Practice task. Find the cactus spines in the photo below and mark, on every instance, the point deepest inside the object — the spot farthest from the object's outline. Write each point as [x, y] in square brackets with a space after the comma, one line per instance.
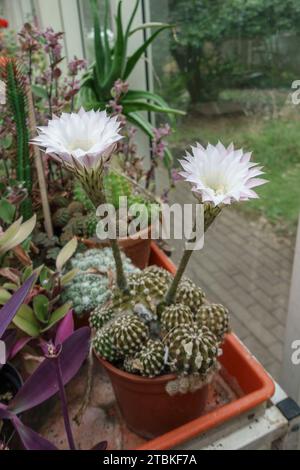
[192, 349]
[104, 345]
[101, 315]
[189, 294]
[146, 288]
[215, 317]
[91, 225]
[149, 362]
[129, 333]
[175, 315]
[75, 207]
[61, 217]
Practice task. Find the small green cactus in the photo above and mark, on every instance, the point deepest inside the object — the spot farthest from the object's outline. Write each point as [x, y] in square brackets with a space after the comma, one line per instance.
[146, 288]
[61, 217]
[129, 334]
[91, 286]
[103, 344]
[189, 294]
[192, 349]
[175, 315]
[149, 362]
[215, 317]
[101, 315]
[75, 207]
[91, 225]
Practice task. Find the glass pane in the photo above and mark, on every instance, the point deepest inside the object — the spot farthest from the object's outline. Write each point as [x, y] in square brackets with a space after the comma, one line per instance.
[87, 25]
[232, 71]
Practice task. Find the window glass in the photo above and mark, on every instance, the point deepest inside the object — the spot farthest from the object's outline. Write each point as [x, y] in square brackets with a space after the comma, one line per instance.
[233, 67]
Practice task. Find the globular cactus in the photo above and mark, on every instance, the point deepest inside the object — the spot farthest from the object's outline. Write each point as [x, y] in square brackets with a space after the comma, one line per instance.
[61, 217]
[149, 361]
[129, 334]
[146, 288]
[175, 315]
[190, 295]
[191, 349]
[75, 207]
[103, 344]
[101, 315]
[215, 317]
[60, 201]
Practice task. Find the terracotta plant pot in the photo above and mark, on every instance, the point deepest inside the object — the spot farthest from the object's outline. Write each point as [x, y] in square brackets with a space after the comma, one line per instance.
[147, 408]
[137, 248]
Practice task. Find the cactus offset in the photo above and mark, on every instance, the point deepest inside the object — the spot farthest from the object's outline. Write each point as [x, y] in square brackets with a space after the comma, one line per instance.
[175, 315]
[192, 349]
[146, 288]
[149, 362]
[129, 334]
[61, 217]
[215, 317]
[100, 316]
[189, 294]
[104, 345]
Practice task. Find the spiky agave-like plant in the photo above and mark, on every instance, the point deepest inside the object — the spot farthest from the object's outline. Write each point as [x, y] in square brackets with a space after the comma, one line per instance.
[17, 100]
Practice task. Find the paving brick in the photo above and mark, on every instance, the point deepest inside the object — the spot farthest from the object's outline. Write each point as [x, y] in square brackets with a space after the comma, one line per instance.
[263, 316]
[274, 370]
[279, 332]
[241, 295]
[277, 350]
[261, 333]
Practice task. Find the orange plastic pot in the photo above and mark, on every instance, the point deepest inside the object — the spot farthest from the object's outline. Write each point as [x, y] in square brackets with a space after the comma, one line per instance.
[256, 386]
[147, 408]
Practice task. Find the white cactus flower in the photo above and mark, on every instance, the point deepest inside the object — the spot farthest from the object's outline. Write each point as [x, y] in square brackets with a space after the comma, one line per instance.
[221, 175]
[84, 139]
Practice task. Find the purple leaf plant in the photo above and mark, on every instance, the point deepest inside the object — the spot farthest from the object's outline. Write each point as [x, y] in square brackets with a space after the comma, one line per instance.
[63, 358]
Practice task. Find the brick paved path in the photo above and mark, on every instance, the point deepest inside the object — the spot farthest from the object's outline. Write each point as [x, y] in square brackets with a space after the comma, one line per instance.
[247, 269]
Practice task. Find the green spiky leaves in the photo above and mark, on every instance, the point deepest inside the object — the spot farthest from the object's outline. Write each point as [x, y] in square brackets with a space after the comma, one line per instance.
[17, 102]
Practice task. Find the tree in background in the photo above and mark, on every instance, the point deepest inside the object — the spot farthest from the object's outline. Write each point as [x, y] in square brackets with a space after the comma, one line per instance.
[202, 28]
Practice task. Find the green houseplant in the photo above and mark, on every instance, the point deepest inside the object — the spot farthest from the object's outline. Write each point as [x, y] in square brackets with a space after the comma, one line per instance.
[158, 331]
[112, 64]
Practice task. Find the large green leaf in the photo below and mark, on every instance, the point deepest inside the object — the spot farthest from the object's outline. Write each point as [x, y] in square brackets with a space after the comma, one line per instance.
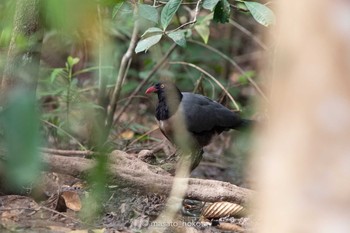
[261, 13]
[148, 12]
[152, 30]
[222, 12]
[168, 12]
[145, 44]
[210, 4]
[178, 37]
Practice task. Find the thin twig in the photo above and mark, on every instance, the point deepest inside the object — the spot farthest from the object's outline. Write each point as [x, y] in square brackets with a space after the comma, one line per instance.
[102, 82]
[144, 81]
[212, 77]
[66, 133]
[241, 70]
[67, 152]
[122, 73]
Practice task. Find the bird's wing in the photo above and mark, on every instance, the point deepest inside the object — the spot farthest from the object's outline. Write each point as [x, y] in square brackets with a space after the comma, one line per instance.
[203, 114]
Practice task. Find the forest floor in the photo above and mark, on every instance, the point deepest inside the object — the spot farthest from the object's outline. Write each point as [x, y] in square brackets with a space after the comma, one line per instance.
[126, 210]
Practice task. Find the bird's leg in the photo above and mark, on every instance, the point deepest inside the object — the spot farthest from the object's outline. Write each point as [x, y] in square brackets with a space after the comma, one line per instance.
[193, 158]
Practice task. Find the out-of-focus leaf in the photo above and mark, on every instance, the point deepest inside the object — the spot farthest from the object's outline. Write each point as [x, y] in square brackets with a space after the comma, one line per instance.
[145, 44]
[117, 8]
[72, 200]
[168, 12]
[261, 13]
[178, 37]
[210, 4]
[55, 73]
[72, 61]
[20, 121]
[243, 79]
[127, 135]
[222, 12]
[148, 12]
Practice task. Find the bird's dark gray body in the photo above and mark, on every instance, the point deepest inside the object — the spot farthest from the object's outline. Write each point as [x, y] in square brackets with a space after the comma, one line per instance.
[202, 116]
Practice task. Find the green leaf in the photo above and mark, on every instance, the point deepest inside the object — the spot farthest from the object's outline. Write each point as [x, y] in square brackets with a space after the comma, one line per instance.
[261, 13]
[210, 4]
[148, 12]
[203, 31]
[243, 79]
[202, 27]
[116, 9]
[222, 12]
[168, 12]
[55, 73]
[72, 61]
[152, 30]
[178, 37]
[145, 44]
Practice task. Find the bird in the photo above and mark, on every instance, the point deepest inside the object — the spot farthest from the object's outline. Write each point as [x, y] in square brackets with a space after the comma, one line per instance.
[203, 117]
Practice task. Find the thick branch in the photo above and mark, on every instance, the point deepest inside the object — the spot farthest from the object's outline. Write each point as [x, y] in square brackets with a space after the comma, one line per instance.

━━━━━━━━

§ WHAT IS BEING ASKED
Your copy should match the entries exactly, minus the pictures.

§ OUTPUT
Practice task. Find the cactus spines in the photo below and mark, on every instance, the point deepest inside the object — the spot farthest from the object's outline. Write each point as [x, y] in square brackets with a space after the comma, one line per instance.
[192, 349]
[104, 345]
[101, 315]
[189, 294]
[146, 288]
[215, 317]
[91, 225]
[149, 362]
[129, 333]
[175, 315]
[75, 207]
[61, 217]
Practice task. Find the small green cactus in the photo above and mark, on every instance, the point deepest inside the object — the spot farthest from the object's outline. Write each point as [x, y] in square brackets with a space after the comma, one line per instance.
[146, 288]
[61, 217]
[129, 334]
[91, 286]
[103, 344]
[189, 294]
[192, 349]
[175, 315]
[149, 362]
[215, 317]
[101, 315]
[75, 207]
[91, 225]
Practice task. Find the glass pane in the photo above and mark, on every instance, the point deepest inside the object — the spot farthest from the object's outline. Write each point as [x, y] in square brackets with a space after the comma, one line per instance.
[87, 25]
[232, 71]
Practice task. Find the window glass in the photo above and mark, on every instance, the point deepest inside the object — the spot farthest from the object's outline. Write each point as [x, y] in square brackets with a space after the comma, one line per instance.
[233, 67]
Practice task. Find the globular cactus in the photo above and mark, on every instance, the point deepest inside the object — the spot farthest from the object's outline. Write each point as [x, y] in square brackets with a space after the comma, one line per instance.
[61, 217]
[149, 361]
[129, 334]
[146, 288]
[175, 315]
[190, 295]
[191, 349]
[75, 207]
[103, 344]
[101, 315]
[215, 317]
[60, 201]
Practice task. Find the terracotta plant pot in the photo above and mark, on every instance, the point deepest inside the object — the spot farthest from the object's outline. Write each point as [x, y] in square brackets with a space after the comma, one line per instance.
[147, 408]
[137, 248]
Practice task. Find the cactus offset in the photo above and mark, on every instance, the point deepest inside the object — the spot farthest from the object's outline. Write each point as [x, y] in square brackets with a space after the comma, one line per instance.
[175, 315]
[192, 349]
[146, 288]
[149, 362]
[129, 334]
[61, 217]
[215, 317]
[100, 316]
[189, 294]
[104, 345]
Practice task. Find the spiky agave-like plant in the photo above and mark, on every instance, the point deepest inside the object — the spot farthest from the object's outline. Write each point as [x, y] in square brackets with a space after the comma, one line per instance.
[17, 100]
Practice task. Find the paving brick in the photo above and mark, on every instance, the point deepest inside the object — the spot farthest from the object's outline. Write each point as [x, y] in square brackets with a space after the comma, one line per instance.
[263, 316]
[274, 370]
[279, 332]
[241, 295]
[277, 350]
[261, 333]
Practice task. Find the orange plastic pot in the photo above and mark, on every instance, the point deepest inside the object — the spot farthest from the object's outline. Write each point as [x, y] in square brackets with a space after the comma, one line per instance.
[256, 386]
[147, 408]
Practice task. Find the white cactus flower in the photo above and mark, on every instance, the point deepest inside the object — the spot farthest from the object's outline. Write each point as [x, y] in square brackets with a space after the comma, one line per instance.
[221, 175]
[84, 139]
Practice task. Find the purple leaf plant in the photo above and mark, on every instance, the point deepest inside the object — the spot farthest from the object's outline. Write each point as [x, y] in square brackets with a space after the comma, one line per instance.
[63, 358]
Practice task. Find the brick paved path in the photo above and mark, on every instance, the point deepest inside the object — the spot farthest from the object's outline. Write each point as [x, y] in square brackets with a space after the comma, one line per instance.
[247, 269]
Practice task. Find the green spiky leaves in the photo above and mark, on every instance, the point deepest inside the object — the spot farthest from the object's outline. Write each point as [x, y] in square brackets with a space after the comma, one line per instance.
[17, 102]
Practice task. Find the tree in background in the photo above and mark, on every instance, the point deepest inside the object — the spot farthest from the object's outline. Write each point as [x, y] in square brackets with a space after the comma, one line per instance.
[202, 28]
Practice task. Find the green houseplant in the photo above and mark, on every instance, the point deepest inside the object — the spot farthest from the object's outline. Write each point as [x, y] in square brackets with a space after the comma, one line per instance.
[158, 331]
[112, 64]
Practice task. Find the large green leaf in the photo below and mark, on every instance, the point deepest inside the object — the spot farthest from the object's outline. Write each point as [x, y] in square brackets with a space after the comma, one line per instance.
[261, 13]
[148, 12]
[152, 30]
[222, 12]
[168, 12]
[145, 44]
[210, 4]
[178, 37]
Practice task. Find the thin twig in the photo above and mark, on every instance, the point deepest inside the object — the spot farthest from the object's outline. Write each point as [x, y] in square brackets with a space after the comma, one line per instance.
[102, 82]
[144, 81]
[212, 77]
[66, 133]
[241, 70]
[67, 152]
[122, 73]
Practice task. Find the bird's wing in the photo above and mark, on every instance, the point deepest inside the object — the spot farthest from the object's outline. Write each point as [x, y] in square brackets with a space after the comma, one line per instance.
[203, 114]
Practice task. Find the forest floor in the photo above and mark, on every instance, the point deepest inside the object — the spot farthest from the object's outline. Write each point as [x, y] in square brackets with a space after the comma, one line per instance.
[126, 210]
Practice task. Find the bird's leg in the photo above and mark, on every instance, the point deepest inside the object — the spot farthest from the object's outline. Write each point as [x, y] in square brackets with a space after the comma, one line per instance.
[193, 158]
Practice task. Find the out-of-focus leaf in the photo above and mark, on every instance, the point deepest inside the object — the spot farthest from the object's outline. Write each point as [x, y] in square brackets with a space after the comma, one line per instance.
[145, 44]
[117, 8]
[72, 200]
[168, 12]
[261, 13]
[178, 37]
[210, 4]
[55, 73]
[72, 61]
[20, 121]
[243, 79]
[127, 135]
[222, 12]
[148, 12]
Practice task. Find the bird's dark gray body in the photo above and mark, on every instance, the point deepest inside the object — the spot farthest from the object's outline. Write each point as [x, y] in square brackets with a space after the comma, one line per instance.
[202, 116]
Practice task. Find the green leaf in the photo above and mark, on every instance, the point deepest inside the object — the spot farthest from the object's outline. Write each point as [x, y] in square brackets with a space after the comma, one line per instance.
[261, 13]
[210, 4]
[148, 12]
[203, 31]
[243, 79]
[202, 27]
[116, 9]
[222, 12]
[168, 12]
[55, 73]
[72, 61]
[152, 30]
[178, 37]
[145, 44]
Practice task. Find the bird in the photo above and mark, on every instance, the point deepest inside the object — the spot farthest from the object's outline. Write each point as [x, y] in square brackets with a space after the comma, one line per instance.
[203, 117]
Practice task. Find the thick branch in the photo above and mark, on every instance, the point deepest inside the object — the spot farthest from the object's outline. Write each point as [x, y] in square brackets with a space after the comma, one line per instance.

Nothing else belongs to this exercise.